### Text under study
This week we post the three arguments presented at the debate “Happiness Without Religion”, hosted by First Things and the Thomistic Institute at the Catholic Center of NYU. Today is part 2 of 3 featuring Fr. Thomas Joseph White. The accompanying audio of the debate was recorded by the Thomistic Institute.

 

Consider the non-rational animals. Can they be said to be happy or unhappy? In an analogical sense, yes, insofar as they experience wellbeing of a physical or even emotional sort. Augustine notes that the non-rational animals “desire nothing beyond the proper arrangement of the parts of the body and the satisfaction of the appetites, [that is to say] bodily comfort and the [right measure of] pleasures, that the peace of the body might contribute to the peace of the soul…Animals, by shunning pain, show that they love bodily peace…their shrinking from death is a sufficient indication of their intense love of that peace which binds soul and body in close alliance.” (City of God XIX, 14) And of course we might add with Aristotle that they instinctively desire the good of their species, and seek to perpetuate it. This form of happiness may be modest but it is real, just as living things that are not human are real and are subject to flourishing.

 

We are different from these creatures because we avidly pursue happiness, through rational deliberation, even in all our free actions. This is different from saying that we understand well what happiness is, or know well how to procure it. Augustine underscores how fragile human happiness is in this world: Elusive, ephemeral and limited. On the one hand our desire for happiness is inextinguishable and vivid. On the other hand, it is often a source of disquiet or even torment. The desire for happiness frequently gives rise to serious disappointment. It can even humiliate us as we become worried or convinced that we have failed in life to be genuinely happy, whereas others have succeeded.

 

So the desire to be happy and appear happy gives rise to various forms of ambition and self-deception. Augustine notes that we tell ourselves and others lies, or half truths about how we happy we really are, and that we seek to demonstrate this through various mediums, from philosophical arguments to external postures, like Facebook posts or annual family Christmas letters. [No one ever writes in the annual Christmas letter, “This year Alice had a serious operation and had to confront for the first time her genuine fear of death. She is currently anti-anxiety medication and is in counseling.”] Instead, we take refuge in the public vanities of career or the accomplishments of children, of the private distractions of pleasure and leisure, claiming that we have fulfilled the canonical obligations that make us successfully happy. We settle for too little, and conceal our deeper unresolved-frustrations. This act of self-deception in fact suggests a profound form of self-antipathy, or self-refusal, insofar as we resist confronting our deeper more genuinely fractured selves.

Stored data entries:

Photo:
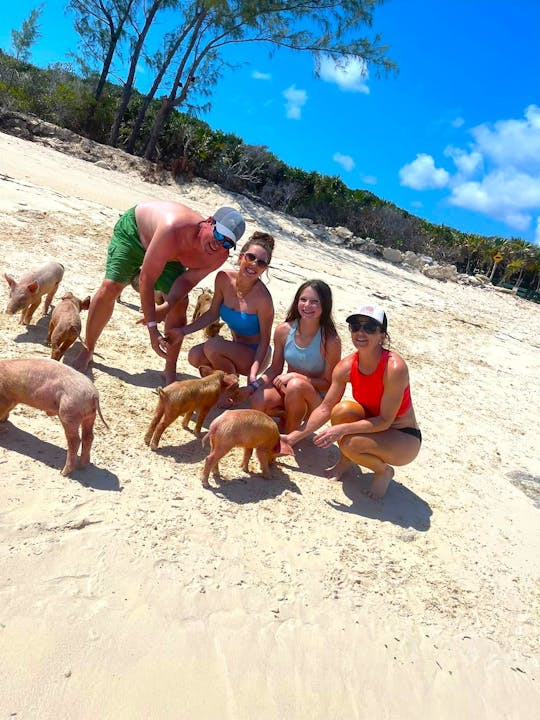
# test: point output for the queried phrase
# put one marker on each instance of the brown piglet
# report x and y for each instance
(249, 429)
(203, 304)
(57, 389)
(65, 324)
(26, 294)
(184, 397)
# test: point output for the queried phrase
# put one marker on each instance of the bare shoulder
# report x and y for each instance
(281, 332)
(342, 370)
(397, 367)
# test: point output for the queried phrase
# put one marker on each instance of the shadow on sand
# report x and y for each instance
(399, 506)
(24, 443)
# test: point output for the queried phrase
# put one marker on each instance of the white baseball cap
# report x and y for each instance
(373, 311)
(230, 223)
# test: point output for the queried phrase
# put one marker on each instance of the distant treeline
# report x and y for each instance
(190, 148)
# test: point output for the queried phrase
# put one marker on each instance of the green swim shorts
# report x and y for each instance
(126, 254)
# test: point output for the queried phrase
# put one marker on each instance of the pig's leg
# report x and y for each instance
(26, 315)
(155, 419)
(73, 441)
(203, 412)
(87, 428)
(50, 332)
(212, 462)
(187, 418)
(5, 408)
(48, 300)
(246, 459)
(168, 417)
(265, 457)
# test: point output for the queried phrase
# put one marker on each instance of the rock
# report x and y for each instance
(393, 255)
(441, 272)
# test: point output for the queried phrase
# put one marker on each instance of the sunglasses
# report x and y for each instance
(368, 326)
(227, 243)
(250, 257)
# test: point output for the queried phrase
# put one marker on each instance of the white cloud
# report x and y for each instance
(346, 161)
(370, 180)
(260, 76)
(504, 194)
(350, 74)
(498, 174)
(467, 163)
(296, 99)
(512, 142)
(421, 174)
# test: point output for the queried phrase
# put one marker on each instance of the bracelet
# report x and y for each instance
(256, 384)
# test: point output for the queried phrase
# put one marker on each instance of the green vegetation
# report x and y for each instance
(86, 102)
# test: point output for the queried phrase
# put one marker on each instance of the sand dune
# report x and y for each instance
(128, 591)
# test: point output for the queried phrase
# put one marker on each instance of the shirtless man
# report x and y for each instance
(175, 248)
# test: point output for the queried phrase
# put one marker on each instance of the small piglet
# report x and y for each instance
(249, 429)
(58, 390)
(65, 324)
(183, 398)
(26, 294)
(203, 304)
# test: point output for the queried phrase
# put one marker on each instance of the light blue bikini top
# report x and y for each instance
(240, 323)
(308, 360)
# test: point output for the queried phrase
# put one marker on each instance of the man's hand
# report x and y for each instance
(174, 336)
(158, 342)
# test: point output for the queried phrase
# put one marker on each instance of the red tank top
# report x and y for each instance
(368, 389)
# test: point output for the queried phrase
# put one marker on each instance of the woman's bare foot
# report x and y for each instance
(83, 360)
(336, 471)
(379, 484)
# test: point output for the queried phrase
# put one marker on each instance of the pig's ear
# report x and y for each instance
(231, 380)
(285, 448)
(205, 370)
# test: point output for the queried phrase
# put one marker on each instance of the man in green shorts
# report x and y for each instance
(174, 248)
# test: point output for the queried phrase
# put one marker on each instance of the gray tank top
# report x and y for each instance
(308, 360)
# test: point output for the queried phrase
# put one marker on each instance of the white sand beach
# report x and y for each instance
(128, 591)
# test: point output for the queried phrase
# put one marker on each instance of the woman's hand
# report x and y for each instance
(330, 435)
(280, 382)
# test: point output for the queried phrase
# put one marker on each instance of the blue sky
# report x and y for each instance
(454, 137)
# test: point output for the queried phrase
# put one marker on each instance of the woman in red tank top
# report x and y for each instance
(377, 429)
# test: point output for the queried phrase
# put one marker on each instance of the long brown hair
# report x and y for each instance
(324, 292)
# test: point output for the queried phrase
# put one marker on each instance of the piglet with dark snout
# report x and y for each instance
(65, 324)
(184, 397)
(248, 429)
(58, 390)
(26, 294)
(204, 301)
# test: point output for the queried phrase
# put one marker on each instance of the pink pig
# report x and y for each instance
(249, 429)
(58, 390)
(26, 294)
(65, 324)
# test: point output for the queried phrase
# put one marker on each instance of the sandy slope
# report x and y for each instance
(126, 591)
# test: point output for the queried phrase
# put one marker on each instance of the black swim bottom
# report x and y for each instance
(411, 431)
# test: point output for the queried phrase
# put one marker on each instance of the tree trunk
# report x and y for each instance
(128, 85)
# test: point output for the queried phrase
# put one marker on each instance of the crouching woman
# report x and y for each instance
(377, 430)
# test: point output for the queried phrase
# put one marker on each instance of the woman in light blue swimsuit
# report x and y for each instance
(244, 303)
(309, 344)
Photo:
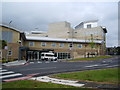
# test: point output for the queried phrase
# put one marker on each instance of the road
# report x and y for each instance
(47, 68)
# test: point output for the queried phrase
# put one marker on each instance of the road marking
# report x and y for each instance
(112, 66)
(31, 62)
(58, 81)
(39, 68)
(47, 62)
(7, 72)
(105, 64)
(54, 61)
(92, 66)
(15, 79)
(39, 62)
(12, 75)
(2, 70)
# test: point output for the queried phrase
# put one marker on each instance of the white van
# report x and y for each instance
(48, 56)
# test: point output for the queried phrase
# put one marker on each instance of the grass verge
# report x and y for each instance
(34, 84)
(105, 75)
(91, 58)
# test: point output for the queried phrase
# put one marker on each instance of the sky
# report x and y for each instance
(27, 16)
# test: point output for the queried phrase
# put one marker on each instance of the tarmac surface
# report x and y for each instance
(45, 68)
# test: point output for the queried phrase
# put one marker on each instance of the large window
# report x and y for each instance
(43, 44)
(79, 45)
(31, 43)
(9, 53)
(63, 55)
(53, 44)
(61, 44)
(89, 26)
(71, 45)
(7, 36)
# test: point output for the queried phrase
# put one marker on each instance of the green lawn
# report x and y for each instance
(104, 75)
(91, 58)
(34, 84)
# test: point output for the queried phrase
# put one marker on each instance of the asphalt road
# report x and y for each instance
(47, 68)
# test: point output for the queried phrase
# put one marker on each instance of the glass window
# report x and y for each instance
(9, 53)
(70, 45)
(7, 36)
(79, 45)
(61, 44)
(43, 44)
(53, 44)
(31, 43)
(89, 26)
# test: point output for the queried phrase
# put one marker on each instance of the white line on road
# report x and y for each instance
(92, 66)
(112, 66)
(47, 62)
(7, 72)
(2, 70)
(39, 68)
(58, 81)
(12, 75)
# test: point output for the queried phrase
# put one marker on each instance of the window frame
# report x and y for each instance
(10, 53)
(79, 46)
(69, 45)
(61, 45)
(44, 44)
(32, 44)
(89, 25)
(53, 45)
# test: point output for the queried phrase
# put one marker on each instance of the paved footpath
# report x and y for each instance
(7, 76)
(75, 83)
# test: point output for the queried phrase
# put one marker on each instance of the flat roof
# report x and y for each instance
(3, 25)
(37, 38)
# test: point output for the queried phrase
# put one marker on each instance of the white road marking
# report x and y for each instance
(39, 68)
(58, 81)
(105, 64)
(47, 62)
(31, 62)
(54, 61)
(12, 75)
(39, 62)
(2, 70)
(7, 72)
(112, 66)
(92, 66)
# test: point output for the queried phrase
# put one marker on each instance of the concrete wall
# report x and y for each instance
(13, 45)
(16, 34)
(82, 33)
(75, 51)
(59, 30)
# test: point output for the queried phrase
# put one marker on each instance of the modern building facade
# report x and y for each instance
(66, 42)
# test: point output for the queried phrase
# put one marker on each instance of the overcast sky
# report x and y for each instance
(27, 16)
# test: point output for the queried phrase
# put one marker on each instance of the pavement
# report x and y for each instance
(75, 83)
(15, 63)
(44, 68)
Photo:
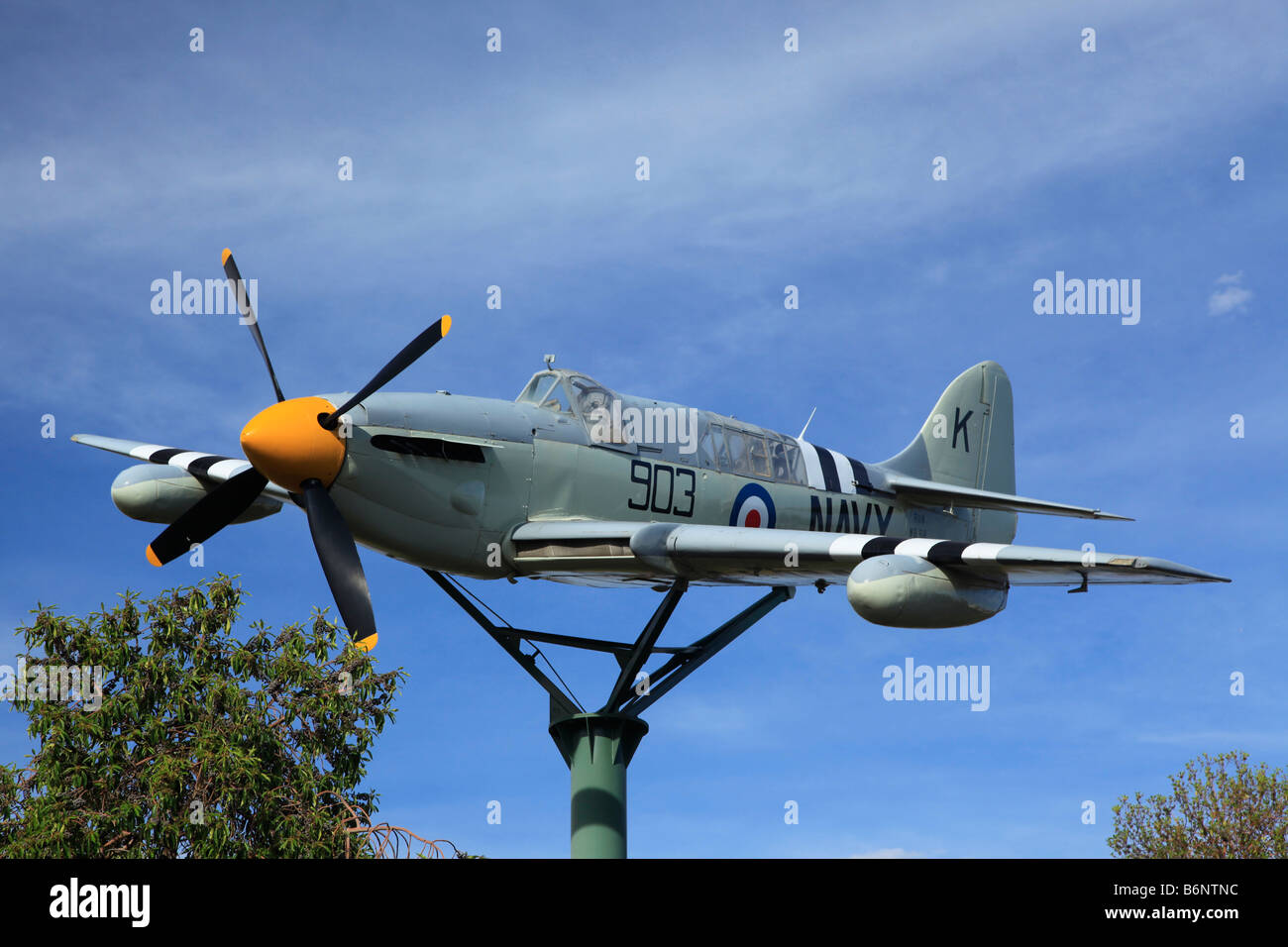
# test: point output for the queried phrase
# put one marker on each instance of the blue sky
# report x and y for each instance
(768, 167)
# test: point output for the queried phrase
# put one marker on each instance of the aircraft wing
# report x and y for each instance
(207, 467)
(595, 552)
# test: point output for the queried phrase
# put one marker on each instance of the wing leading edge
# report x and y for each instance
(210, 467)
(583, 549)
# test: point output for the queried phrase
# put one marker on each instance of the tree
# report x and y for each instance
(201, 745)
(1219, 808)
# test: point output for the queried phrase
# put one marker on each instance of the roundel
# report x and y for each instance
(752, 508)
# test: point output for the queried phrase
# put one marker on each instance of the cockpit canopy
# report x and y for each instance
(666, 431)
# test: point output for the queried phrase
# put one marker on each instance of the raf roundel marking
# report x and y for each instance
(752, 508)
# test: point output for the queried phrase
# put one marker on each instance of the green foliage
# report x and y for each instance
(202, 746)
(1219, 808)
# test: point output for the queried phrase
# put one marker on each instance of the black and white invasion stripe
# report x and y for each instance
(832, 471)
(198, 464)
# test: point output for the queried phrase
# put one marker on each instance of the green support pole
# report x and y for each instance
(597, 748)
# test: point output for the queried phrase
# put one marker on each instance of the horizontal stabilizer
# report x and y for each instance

### Prompt 1
Answer these questions about the happiness passage:
(a) Which two organizations hosted the debate?
(b) What three words does Augustine use to describe human happiness in this world?
(c) What two examples of external postures are given?
### Prompt 2
Rewrite the happiness passage from "This week we" up to and including "the Thomistic Institute.", substituting "discussion" for "debate".
### Prompt 3
Carry on the passage on happiness and self-deception from where it stops.

### Answer section 1
(a) First Things and the Thomistic Institute
(b) Elusive, ephemeral and limited
(c) Facebook posts and annual family Christmas letters

### Answer section 2
This week we post the three arguments presented at the discussion “Happiness Without Religion”, hosted by First Things and the Thomistic Institute at the Catholic Center of NYU. Today is part 2 of 3 featuring Fr. Thomas Joseph White. The accompanying audio of the discussion was recorded by the Thomistic Institute.

### Answer section 3
 

Blaise Pascal writes about the positive benefits of admitting the deep imperfection and limits of our happiness in this world. Our failure to find anything other than very imperfect, unsatisfying forms of happiness in creatures is the negative side of very good news. If we admit this truth, we can begin to acknowledge the possibility of genuine happiness with God. Pascal argues in response to Montagne that the religionist is not the person who is naïve and escapist, but the only person who is actually in the end being a realist. We do genuinely wish to be happy, so let us be realists, and long for something we can actually have: life with God, and friendship with God. This is an existential possibility, by the grace of Christ, and it can endure forever, because God is eternal, and the soul is immaterial and lives on after death.

 

Of course here we might cough politely like Prufrock, and think quietly to ourselves: “that is not realistic. That is not worth the risk.” Or by contrast, we might briefly consider Aquinas’ version of this Augustinian argument.

 

Negatively Aquinas argues thus, in summary form: Wealth cannot be what makes us happy, because we procure wealth as a means not an end. Wealth provides a horizon of possibilities, but forces us to ask anew: ok, now what do we do with our money? Glory and fame cannot make us happy. They are radically contingent goods that by their very nature are transitory, and unstable. To be famous you need other people to agree to look at you a certain way continually, so as to procure satisfaction for your vanity or self-love. The problem is they might stop paying attention to you at any moment. (This is why famous people need twitter accounts.) Power is not a good candidate, because power is morally indifferent. A person can have a great deal of power, and do great wickedness with it. So it is like wealth: more a means than an end.

 

 Listen to a recording of this event’s arguments and critiques on the Thomistic Institute’s SoundCloud.

 

What about the physical good of the body? Will the perfect diet and exercise routine finally make me happy? No, for if that were the case people would be content simply with being healthy and no healthy person would be unhappy. This is clearly not the case. What about pleasure as the source of happiness? Ah, pleasure! Now that seems like a good candidate. Pleasures make us happy. Yes, but here Aquinas qualifies. Pleasures of the senses give temporary joy and rest to our sensate animal life, our felt psychology, you might say. But human beings also aspire to other forms of goods that are not simply sensible: friendship, love and appreciation, justice, and also truth, authentic perspective on the meaning of things, artistic skill, and practical wisdom. So reducing all of that down to sensate pleasures is not just un-reasonable; it’s impossible.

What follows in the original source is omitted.